[Object location annotation data]
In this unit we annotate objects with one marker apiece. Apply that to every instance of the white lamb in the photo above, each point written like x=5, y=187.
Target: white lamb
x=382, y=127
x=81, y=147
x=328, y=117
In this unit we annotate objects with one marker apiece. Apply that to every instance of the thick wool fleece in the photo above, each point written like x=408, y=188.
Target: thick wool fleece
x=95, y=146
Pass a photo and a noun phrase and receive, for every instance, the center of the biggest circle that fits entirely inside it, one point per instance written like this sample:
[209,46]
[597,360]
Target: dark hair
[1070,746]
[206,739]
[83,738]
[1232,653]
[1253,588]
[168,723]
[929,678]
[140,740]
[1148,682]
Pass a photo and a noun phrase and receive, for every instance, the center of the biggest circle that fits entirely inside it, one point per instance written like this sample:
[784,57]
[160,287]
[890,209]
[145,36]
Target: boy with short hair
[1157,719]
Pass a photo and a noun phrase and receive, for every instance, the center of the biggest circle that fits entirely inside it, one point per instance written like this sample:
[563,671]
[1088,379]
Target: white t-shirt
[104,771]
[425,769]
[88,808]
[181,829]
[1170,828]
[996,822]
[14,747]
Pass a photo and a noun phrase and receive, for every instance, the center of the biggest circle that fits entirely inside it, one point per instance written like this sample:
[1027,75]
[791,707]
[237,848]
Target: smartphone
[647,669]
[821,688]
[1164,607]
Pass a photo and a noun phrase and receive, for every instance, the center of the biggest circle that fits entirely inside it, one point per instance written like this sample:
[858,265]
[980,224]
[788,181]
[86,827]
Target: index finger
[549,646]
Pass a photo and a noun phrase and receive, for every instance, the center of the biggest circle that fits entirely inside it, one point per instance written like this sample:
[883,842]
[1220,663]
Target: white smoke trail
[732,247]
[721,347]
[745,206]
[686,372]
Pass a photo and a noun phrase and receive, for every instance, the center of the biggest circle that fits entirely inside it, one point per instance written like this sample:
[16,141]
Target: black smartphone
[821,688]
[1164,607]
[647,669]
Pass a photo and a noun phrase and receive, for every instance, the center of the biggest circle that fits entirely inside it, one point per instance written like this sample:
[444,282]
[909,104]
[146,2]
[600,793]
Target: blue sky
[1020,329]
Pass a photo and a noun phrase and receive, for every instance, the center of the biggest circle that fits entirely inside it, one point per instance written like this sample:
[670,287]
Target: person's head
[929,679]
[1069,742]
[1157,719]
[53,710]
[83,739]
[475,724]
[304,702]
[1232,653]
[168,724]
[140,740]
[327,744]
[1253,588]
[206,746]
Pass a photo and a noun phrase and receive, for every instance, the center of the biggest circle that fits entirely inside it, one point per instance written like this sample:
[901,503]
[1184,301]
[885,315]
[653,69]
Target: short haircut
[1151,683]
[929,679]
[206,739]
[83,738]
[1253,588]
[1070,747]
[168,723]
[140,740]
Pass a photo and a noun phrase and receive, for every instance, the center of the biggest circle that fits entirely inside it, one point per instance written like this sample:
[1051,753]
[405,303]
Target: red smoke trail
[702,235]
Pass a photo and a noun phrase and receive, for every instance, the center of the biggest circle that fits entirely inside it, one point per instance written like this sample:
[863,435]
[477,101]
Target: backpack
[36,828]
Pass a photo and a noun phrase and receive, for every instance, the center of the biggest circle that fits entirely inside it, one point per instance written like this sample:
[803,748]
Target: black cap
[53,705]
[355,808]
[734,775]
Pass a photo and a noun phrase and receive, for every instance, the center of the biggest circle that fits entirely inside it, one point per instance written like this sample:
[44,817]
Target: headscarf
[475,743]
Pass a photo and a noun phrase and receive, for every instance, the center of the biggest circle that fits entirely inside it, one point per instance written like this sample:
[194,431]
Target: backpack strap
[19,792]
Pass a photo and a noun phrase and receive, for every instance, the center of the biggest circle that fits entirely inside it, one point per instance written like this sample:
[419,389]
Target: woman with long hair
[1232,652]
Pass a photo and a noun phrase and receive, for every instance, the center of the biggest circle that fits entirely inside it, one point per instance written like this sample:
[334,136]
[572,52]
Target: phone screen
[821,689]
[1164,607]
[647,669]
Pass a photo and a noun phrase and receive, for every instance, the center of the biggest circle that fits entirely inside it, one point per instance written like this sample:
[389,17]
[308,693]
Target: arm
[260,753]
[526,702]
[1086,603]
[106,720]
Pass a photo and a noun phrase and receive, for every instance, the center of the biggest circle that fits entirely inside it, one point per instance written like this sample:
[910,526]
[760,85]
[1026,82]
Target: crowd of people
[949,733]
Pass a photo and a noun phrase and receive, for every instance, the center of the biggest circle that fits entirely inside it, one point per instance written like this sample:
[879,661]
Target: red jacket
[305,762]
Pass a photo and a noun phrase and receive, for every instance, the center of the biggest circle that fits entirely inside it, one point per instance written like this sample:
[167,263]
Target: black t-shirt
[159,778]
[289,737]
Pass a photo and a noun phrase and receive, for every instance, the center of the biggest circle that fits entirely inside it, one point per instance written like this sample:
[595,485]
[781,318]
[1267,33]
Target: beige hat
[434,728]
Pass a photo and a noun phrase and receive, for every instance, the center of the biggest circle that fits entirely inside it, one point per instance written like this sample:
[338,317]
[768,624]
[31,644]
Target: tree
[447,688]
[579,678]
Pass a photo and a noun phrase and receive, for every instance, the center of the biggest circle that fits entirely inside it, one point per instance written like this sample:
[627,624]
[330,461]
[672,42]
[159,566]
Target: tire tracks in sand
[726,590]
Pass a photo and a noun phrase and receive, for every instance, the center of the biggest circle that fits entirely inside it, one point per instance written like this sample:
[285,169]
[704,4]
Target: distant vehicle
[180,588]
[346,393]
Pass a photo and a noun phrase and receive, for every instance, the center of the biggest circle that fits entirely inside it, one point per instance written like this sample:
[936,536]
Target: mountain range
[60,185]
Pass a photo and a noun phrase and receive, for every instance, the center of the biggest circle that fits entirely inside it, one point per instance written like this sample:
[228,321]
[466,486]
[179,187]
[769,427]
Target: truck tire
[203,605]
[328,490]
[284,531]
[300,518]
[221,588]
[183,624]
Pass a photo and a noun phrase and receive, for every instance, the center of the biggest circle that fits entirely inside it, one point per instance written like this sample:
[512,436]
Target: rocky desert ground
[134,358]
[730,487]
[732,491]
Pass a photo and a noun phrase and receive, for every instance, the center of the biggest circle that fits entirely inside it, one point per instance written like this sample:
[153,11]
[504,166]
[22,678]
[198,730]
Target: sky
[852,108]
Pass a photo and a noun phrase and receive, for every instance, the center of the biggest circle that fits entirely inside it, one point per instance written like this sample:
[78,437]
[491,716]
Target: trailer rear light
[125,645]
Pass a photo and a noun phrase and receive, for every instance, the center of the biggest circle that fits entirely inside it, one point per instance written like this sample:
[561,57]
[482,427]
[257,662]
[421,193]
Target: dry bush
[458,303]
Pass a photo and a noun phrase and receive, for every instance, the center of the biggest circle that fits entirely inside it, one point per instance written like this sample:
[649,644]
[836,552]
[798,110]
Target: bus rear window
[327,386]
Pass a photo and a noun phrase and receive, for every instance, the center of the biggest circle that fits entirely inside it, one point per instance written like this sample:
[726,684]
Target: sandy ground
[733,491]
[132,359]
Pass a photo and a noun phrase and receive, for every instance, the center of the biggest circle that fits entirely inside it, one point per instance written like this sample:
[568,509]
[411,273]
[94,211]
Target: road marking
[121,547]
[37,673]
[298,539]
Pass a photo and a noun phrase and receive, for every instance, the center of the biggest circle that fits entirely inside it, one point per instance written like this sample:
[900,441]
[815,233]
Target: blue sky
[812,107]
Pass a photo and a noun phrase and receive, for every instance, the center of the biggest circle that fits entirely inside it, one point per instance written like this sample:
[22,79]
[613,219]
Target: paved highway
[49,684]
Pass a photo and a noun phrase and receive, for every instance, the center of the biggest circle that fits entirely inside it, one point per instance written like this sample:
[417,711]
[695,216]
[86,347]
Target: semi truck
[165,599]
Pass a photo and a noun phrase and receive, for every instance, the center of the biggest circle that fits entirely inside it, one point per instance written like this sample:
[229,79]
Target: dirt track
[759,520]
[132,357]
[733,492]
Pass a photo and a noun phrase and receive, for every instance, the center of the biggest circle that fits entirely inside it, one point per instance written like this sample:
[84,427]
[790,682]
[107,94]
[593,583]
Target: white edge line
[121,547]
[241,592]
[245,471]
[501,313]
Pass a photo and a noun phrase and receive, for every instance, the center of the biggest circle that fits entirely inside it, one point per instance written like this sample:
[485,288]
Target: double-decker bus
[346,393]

What is being asked:
Select every line of the material above that contains the word "rear". Copy each of those lines.

Solution to the exercise:
Target: trailer rear light
Target: bus rear window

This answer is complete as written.